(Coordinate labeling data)
>>

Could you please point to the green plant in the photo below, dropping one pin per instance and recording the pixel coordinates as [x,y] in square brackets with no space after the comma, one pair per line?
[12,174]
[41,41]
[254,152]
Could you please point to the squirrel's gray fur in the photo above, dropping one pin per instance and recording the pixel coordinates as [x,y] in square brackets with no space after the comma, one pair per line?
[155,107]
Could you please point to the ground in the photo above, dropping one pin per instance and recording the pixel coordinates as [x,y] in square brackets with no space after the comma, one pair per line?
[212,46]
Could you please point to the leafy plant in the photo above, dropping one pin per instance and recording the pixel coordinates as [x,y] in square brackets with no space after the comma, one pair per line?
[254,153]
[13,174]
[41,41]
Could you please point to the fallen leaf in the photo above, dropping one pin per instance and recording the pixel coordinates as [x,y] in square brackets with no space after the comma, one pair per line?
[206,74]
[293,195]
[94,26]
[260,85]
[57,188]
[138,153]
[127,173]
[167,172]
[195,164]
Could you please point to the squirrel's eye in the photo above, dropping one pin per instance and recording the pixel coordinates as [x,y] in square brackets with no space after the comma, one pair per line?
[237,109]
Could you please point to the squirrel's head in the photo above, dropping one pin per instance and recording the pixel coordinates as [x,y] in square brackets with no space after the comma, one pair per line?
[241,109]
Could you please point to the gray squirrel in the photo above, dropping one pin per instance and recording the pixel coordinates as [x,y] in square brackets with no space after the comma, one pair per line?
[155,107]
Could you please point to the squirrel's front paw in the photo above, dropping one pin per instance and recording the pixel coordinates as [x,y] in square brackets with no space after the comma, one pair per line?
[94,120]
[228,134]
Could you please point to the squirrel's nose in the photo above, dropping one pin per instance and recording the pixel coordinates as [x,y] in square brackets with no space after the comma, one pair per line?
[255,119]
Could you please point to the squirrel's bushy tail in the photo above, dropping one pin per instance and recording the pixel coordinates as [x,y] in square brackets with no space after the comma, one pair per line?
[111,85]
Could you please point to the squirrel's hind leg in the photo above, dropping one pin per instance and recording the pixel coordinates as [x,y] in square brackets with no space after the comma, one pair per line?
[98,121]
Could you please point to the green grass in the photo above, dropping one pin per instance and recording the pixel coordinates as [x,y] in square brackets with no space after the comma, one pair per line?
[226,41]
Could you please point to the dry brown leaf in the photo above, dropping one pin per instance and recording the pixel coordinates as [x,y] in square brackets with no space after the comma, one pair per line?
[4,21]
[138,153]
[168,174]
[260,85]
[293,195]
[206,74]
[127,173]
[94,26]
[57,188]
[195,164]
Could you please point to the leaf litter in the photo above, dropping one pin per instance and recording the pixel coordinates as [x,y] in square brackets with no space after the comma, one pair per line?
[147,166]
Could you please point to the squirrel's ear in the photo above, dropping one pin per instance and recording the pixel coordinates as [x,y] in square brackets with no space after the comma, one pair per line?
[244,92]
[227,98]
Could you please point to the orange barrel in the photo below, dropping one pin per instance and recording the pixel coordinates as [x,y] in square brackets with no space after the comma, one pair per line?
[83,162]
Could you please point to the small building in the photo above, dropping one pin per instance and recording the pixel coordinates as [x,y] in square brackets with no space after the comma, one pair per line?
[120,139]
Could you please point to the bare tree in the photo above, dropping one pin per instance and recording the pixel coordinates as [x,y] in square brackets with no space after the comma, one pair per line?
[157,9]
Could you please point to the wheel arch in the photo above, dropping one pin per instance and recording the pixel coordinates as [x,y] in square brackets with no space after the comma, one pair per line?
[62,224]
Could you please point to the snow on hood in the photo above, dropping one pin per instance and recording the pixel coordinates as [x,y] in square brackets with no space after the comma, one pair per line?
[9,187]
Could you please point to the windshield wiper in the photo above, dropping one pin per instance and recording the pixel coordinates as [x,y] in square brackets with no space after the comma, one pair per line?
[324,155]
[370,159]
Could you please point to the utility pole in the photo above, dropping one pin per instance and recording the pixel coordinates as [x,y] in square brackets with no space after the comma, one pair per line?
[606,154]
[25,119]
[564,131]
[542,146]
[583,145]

<<

Write out every entry again, keeping each line exactly the same.

Solution —
Could you please point to the green plant in the photo below, dropping one pin per instance and recording the pixel coordinates as [x,y] in square brackets with no space after the comma, one pair per line?
[12,174]
[41,41]
[254,152]
Could you please point to the squirrel's gray fur in the photo above, dropping one pin per instance and recording the pixel coordinates as [x,y] in square brackets with no space after the comma, one pair per line?
[155,107]
Could you please point to the ground in the photo above, dropping one pin per instance and recording the pixel coordinates as [x,y] in square brackets with no space after the comma, one pair per line?
[212,46]
Could you please point to the leafy plant in the photo above, dropping one pin per instance and recording the pixel coordinates as [x,y] in square brackets with no space after the comma, one pair per line?
[254,153]
[13,174]
[41,41]
Could you please point to the fallen leaf in the photo above, dropping one pin per instance and recording the pixel coordinates as [x,y] in square brackets with no space after the comma, one pair per line?
[206,74]
[293,195]
[94,26]
[260,85]
[57,188]
[138,153]
[127,173]
[167,172]
[195,164]
Could you please point to the squirrel's eye in the photo above, dropping one pin per instance and recording the pixel coordinates as [x,y] in square brackets with no space after the comma, one pair per line?
[237,109]
Could you please point to the squirrel's head in the photo above, dropping one pin per instance and recording the pixel coordinates as [x,y] in square brackets with no space after the comma, one pair per line?
[241,109]
Could you please point to the gray squirrel in the photo above, dropping one pin per instance and recording the pixel coordinates as [x,y] in square brackets with no space after the comma, one pair per line?
[155,107]
Could you please point to the squirrel's front paw in the photo above, dropping one pin per instance and recording the pixel coordinates as [x,y] in square brackets with no space after the comma, one pair per line?
[94,120]
[228,134]
Could you please point to the squirrel's nose in the photo above, dropping one pin per instance and recording the pixel coordinates as [x,y] in square brackets with no space after the comma, one pair per line?
[255,119]
Could you please point to the squirrel's bushy tail in the photo above, dropping one pin per instance and recording the pixel coordinates as [x,y] in square brackets with no space after the comma, one pair per line?
[111,85]
Could you please point to the squirrel's hind leg in the photo above, dropping one pin per instance and recording the pixel coordinates as [x,y] in square brackets with no space after the comma, one pair per line?
[98,121]
Could you please point to the green grass in the photo above, dropping one pin per instance and recording the pixel coordinates as [x,y] in square brackets with no space after the comma, one pair per line?
[226,41]
Could you please point to the dry brown leaf in the photo above, dropping one pin per instance and recording the pixel coordinates as [x,y] in square brackets with no space after the comma, one pair per line?
[4,21]
[138,153]
[168,174]
[260,85]
[293,195]
[206,74]
[127,173]
[94,26]
[57,188]
[195,164]
Could you please point to the leaf litter in the photo above, dropping one pin per instance and recording the pixel coordinates as [x,y] in square brackets with no space after the comma, one pair per line?
[147,166]
Could you please point to the squirrel's ear in the photo above, dropping one pin per instance and recording the pixel coordinates as [x,y] in square brackets with no space after the comma, one pair per line?
[244,92]
[227,98]
Could you please point to the orange barrel in the photo below, dropping one pin per instance and recording the pixel coordinates as [x,y] in square brackets with no space after the comma, one pair per line?
[83,162]
Could you please point to the small building in the photo above, dropping one pin per instance and recording the pixel coordinates as [x,y] in square brackets with no space after the comma, one pair per line?
[120,139]
Could you please point to the bare tree in the photo above, dropping one pin per instance and recording the pixel coordinates as [x,y] in square brackets with no space after the comma, one pair per line?
[157,9]
Could you please point to the wheel arch in the photo above, dropping one pin per instance and recording the pixel coordinates as [x,y] in square brackets with no space after the comma, one pair per line?
[62,224]
Could you please point to the snow on hood in the photo above, dropping one pin per instance and recording the pixel coordinates as [x,y] in square brackets with no space after the comma, one pair per line?
[9,187]
Could you please point to the windshield wiper in the photo above, dropping one pin per instance and recording the pixel coordinates as [x,y] in square brackets with no space after the comma, one pair per line?
[324,155]
[370,159]
Could you please point to the utility pole in the photo above, dropping one pin per instance and recording the pixel coordinates as [x,y] in square brackets with no space after the comma, one pair per line?
[606,154]
[25,119]
[564,131]
[542,146]
[583,145]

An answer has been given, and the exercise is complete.